Start of Block

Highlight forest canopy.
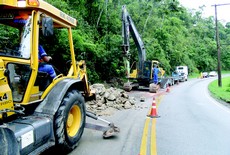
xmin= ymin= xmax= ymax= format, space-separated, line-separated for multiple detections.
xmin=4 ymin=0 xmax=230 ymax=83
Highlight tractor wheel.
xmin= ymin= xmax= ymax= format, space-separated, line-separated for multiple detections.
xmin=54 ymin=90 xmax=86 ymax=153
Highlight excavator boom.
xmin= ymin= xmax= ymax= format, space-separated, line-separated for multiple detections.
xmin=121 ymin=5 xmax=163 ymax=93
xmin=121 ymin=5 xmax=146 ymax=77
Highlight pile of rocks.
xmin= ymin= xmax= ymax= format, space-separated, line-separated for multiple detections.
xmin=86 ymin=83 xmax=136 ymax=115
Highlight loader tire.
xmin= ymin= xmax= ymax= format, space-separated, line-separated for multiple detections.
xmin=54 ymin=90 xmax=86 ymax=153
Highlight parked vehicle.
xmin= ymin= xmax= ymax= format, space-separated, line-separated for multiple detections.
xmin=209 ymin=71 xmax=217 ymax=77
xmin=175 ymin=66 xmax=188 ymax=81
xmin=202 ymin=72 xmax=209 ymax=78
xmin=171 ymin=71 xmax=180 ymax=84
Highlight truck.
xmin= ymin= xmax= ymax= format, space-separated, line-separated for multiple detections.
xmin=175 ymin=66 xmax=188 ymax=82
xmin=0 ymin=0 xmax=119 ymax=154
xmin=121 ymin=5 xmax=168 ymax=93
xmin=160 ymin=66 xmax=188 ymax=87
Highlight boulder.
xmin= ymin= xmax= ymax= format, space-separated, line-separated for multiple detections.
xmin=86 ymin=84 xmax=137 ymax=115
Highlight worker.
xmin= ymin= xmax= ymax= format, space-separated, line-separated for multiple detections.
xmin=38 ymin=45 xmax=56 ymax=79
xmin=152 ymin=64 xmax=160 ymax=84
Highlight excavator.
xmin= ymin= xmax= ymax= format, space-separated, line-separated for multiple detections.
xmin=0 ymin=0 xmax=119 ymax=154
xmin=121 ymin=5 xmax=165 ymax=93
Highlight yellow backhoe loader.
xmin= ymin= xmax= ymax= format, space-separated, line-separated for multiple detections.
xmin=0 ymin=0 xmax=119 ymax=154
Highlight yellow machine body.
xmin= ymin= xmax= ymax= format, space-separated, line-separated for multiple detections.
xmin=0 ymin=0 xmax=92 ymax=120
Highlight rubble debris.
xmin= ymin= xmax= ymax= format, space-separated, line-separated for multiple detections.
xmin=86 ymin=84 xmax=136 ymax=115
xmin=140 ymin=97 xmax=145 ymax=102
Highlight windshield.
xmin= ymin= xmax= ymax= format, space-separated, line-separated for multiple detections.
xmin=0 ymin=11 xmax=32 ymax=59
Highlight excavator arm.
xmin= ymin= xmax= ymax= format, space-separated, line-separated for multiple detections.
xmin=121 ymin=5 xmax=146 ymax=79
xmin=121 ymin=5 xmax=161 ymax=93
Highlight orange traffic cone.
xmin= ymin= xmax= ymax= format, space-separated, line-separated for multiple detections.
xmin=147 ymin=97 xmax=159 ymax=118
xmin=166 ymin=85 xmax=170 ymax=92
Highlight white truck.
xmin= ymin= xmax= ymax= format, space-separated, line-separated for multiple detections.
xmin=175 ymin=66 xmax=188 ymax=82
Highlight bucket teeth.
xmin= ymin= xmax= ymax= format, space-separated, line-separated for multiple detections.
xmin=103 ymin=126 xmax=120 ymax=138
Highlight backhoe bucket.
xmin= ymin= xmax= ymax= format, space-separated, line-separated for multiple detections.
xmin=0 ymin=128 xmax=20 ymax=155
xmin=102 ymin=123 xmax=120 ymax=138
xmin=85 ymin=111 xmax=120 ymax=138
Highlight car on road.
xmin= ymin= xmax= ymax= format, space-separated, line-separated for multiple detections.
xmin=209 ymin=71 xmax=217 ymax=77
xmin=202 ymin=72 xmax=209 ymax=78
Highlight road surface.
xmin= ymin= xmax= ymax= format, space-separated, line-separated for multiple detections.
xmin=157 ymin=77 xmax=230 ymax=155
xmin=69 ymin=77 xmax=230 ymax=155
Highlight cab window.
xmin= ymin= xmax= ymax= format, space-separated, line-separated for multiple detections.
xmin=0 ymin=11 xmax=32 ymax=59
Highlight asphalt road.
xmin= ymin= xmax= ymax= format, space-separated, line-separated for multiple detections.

End of Block

■ Problem details:
Line by line, write out the material exactly, leaving the images out.

■ Written solution:
Highlight forest canopy.
xmin= ymin= xmax= ymax= format, space-separated, line-separated for multiple detections.
xmin=4 ymin=0 xmax=230 ymax=83
Highlight tractor wheel.
xmin= ymin= xmax= ymax= format, space-separated, line-separated for multiple detections.
xmin=54 ymin=90 xmax=86 ymax=153
Highlight excavator boom.
xmin= ymin= xmax= ymax= format, space-separated, line-separated for multiple detections.
xmin=121 ymin=5 xmax=163 ymax=93
xmin=121 ymin=5 xmax=146 ymax=77
Highlight pile of rocks.
xmin= ymin= xmax= ymax= format, space-separated, line-separated for multiple detections.
xmin=86 ymin=83 xmax=136 ymax=115
Highlight loader tire.
xmin= ymin= xmax= ymax= format, space-separated, line-separated for multiple detections.
xmin=54 ymin=90 xmax=86 ymax=153
Highlight parked vehicle.
xmin= ymin= xmax= ymax= format, space-separated, line-separated for multiple detections.
xmin=209 ymin=71 xmax=217 ymax=77
xmin=175 ymin=66 xmax=188 ymax=81
xmin=202 ymin=72 xmax=209 ymax=78
xmin=171 ymin=71 xmax=180 ymax=84
Highlight truck.
xmin= ymin= xmax= ymax= format, space-separated, line-separated for multiple detections.
xmin=175 ymin=66 xmax=188 ymax=82
xmin=0 ymin=0 xmax=119 ymax=154
xmin=121 ymin=5 xmax=168 ymax=93
xmin=160 ymin=66 xmax=188 ymax=87
Highlight boulder.
xmin= ymin= xmax= ymax= format, space-separated, line-separated for multiple detections.
xmin=86 ymin=84 xmax=137 ymax=115
Highlight worker.
xmin= ymin= xmax= ymax= format, space-separated, line-separated for multiple detections.
xmin=38 ymin=45 xmax=56 ymax=79
xmin=152 ymin=64 xmax=160 ymax=84
Highlight excavator.
xmin= ymin= xmax= ymax= format, space-separated, line-separated for multiple detections.
xmin=0 ymin=0 xmax=119 ymax=154
xmin=121 ymin=5 xmax=165 ymax=93
Highlight yellow backhoe loader.
xmin= ymin= xmax= ymax= format, space-separated, line-separated for multiple detections.
xmin=0 ymin=0 xmax=119 ymax=154
Highlight yellow machine body.
xmin= ymin= xmax= ymax= format, space-separated, line-separated for multiple detections.
xmin=0 ymin=0 xmax=92 ymax=120
Highlight rubble debris.
xmin= ymin= xmax= ymax= format, space-separated, line-separated for multiple detections.
xmin=86 ymin=84 xmax=136 ymax=115
xmin=140 ymin=97 xmax=145 ymax=102
Highlight windshield.
xmin= ymin= xmax= ymax= format, space-separated, line-separated for multiple detections.
xmin=0 ymin=11 xmax=32 ymax=59
Highlight excavator arm.
xmin= ymin= xmax= ymax= format, space-separated, line-separated for multiple detections.
xmin=121 ymin=5 xmax=146 ymax=79
xmin=121 ymin=5 xmax=161 ymax=93
Highlight orange traffic cone.
xmin= ymin= xmax= ymax= format, space-separated, line-separated for multiple detections.
xmin=147 ymin=97 xmax=159 ymax=118
xmin=166 ymin=85 xmax=170 ymax=92
Highlight white truck.
xmin= ymin= xmax= ymax= format, space-separated, line-separated for multiple detections.
xmin=175 ymin=66 xmax=188 ymax=82
Highlight bucket teeth.
xmin= ymin= xmax= ymax= format, space-separated, line-separated for multiple detections.
xmin=103 ymin=126 xmax=120 ymax=138
Highlight backhoe bucket.
xmin= ymin= xmax= ymax= format, space-separated, line-separated for multiple detections.
xmin=0 ymin=128 xmax=20 ymax=155
xmin=102 ymin=123 xmax=120 ymax=138
xmin=85 ymin=111 xmax=120 ymax=138
Highlight car on road.
xmin= ymin= xmax= ymax= format, space-separated, line-separated for multiple detections.
xmin=209 ymin=71 xmax=217 ymax=77
xmin=202 ymin=72 xmax=209 ymax=78
Highlight road surface.
xmin= ymin= xmax= ymax= format, space-separated, line-separated for multiple detections.
xmin=157 ymin=77 xmax=230 ymax=155
xmin=69 ymin=77 xmax=230 ymax=155
Highlight cab window.
xmin= ymin= xmax= ymax= format, space-separated, line-separated for multiple detections.
xmin=0 ymin=11 xmax=32 ymax=59
Highlight asphalt road.
xmin= ymin= xmax= ymax= format, space-separated, line-separated for multiple detections.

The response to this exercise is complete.